(SELECTED PASSAGE begins)
- Portrait by Sara Sniderman, 2010
- Born: Rachel Berman 1946 New Orleans, Louisiana, United States
- Died: May 28, 2014 (aged 67–68) Victoria, British Columbia, Canada
- Known for: Painting

= Rachel Berman =

Canadian painter and children's book illustrator

Study for A Saint About To Fall, 2000-2004. Collection of Lynda Walker and Jason Weedmark

Rachel Berman (raised as Susan King; 1946-May 28, 2014) was an American-born Canadian painter and children's book illustrator, who lived and worked in Canada, the United States, and Ireland.

Her paintings have been likened to the poems of Leonard Cohen, the plays of Harold Pinter, and "a season's worth of Masterpiece Theatre episodes." The mysterious figures and hidden stories glimpsed in her paintings are a reflection of the mysteries Berman has unravelled in her own life. Once known as Susan King, she discovered her original birth name, birth date, and the names of her biological parents when she was 52. This experience led her to reclaim her long-lost name.

Berman was born in New Orleans, Louisiana and lived in Victoria, British Columbia.

==Exhibitions==
Berman exhibited extensively across Canada and internationally and was represented by Ingram Gallery in Toronto, Ontario.
(SELECTED PASSAGE ends)
**THE PROBLEM:** Copy out the Rachel Berman biography above in full, word for word.
(STUDY MATERIAL begins)
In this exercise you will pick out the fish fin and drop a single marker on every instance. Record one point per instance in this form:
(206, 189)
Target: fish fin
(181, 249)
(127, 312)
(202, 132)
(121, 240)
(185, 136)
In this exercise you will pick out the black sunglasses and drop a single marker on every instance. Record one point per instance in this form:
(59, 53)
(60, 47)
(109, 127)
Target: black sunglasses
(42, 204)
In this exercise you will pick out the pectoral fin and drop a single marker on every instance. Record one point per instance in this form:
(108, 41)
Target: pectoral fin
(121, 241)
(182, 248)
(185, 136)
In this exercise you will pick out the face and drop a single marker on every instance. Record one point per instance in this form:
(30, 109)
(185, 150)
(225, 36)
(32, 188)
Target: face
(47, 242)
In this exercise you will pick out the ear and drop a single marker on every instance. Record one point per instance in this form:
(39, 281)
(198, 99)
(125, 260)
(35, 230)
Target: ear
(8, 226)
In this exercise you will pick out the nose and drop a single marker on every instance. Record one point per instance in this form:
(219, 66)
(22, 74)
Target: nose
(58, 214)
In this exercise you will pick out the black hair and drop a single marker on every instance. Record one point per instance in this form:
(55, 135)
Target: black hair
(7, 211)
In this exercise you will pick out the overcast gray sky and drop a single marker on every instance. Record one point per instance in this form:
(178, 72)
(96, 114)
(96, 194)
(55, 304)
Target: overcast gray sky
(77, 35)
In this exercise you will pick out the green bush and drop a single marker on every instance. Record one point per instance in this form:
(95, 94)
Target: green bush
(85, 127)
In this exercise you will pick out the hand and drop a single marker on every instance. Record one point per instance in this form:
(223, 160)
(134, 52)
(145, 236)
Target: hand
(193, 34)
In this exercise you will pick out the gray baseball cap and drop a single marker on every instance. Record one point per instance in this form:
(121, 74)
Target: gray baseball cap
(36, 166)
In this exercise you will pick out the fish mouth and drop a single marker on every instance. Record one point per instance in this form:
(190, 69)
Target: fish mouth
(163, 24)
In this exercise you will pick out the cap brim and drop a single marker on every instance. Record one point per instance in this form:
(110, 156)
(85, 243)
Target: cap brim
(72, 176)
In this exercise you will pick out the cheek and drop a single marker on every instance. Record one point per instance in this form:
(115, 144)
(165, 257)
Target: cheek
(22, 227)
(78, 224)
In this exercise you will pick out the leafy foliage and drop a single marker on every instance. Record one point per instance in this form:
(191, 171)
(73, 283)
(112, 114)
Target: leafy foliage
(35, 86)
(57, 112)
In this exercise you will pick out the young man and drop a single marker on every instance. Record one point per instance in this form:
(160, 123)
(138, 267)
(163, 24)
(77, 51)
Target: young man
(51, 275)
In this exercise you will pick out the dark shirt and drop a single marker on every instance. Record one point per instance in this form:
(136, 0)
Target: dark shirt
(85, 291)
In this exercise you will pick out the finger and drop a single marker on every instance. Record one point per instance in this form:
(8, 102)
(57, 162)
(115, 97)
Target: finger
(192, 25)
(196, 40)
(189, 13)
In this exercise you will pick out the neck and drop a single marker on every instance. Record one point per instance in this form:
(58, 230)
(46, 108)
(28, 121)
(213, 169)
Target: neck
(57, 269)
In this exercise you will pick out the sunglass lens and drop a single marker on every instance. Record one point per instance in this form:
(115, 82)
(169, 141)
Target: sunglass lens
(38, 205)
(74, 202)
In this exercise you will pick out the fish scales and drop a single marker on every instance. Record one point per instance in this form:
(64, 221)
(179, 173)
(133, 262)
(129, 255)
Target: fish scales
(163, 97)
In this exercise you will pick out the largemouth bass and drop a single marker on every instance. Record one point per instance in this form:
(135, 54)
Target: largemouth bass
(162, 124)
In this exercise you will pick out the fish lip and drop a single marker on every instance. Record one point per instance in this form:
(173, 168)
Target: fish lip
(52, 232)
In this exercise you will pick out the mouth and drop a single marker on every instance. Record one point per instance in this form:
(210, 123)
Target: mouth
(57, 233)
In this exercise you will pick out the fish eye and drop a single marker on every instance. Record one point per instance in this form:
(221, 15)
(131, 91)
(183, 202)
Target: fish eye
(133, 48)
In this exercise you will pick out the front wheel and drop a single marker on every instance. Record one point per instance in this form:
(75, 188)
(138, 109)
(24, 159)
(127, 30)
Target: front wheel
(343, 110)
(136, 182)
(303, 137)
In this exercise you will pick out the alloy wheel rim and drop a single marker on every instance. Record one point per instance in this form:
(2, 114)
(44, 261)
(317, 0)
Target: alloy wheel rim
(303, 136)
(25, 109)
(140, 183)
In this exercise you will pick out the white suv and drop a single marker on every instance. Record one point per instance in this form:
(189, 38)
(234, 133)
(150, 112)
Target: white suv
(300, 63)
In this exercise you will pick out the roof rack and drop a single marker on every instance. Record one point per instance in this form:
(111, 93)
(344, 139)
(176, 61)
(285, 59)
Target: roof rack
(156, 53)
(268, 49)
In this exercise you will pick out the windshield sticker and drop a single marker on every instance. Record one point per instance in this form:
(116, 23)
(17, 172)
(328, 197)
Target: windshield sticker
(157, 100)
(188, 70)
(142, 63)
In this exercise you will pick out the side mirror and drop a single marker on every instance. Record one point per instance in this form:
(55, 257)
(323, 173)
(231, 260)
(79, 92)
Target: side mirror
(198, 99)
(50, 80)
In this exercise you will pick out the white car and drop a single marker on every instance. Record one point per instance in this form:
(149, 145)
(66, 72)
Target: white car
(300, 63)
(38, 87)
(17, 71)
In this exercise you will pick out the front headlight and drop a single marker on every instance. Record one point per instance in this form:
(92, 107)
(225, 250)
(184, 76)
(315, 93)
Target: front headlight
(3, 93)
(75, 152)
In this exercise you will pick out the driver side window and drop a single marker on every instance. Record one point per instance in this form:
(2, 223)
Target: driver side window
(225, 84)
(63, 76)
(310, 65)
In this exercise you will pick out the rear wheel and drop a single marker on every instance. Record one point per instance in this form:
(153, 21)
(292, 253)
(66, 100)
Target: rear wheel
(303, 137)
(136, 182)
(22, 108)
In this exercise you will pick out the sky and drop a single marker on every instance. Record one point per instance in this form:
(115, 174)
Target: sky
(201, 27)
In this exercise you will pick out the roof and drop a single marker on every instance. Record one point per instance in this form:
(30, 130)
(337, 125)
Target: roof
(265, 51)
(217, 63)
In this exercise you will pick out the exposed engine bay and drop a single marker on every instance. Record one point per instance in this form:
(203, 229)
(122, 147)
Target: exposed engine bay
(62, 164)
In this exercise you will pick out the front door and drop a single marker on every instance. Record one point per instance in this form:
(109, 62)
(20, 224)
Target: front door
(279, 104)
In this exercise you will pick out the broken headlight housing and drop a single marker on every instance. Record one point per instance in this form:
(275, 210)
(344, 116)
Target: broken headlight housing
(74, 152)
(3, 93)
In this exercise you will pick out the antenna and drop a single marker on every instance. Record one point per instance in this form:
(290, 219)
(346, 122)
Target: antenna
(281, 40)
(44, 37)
(STUDY MATERIAL ends)
**OUTPUT OF THE TASK:**
- Portrait by Sara Sniderman, 2010
- Born: Rachel Berman 1946 New Orleans, Louisiana, United States
- Died: May 28, 2014 (aged 67–68) Victoria, British Columbia, Canada
- Known for: Painting

= Rachel Berman =

Canadian painter and children's book illustrator

Study for A Saint About To Fall, 2000-2004. Collection of Lynda Walker and Jason Weedmark

Rachel Berman (raised as Susan King; 1946-May 28, 2014) was an American-born Canadian painter and children's book illustrator, who lived and worked in Canada, the United States, and Ireland.

Her paintings have been likened to the poems of Leonard Cohen, the plays of Harold Pinter, and "a season's worth of Masterpiece Theatre episodes." The mysterious figures and hidden stories glimpsed in her paintings are a reflection of the mysteries Berman has unravelled in her own life. Once known as Susan King, she discovered her original birth name, birth date, and the names of her biological parents when she was 52. This experience led her to reclaim her long-lost name.

Berman was born in New Orleans, Louisiana and lived in Victoria, British Columbia.

==Exhibitions==
Berman exhibited extensively across Canada and internationally and was represented by Ingram Gallery in Toronto, Ontario.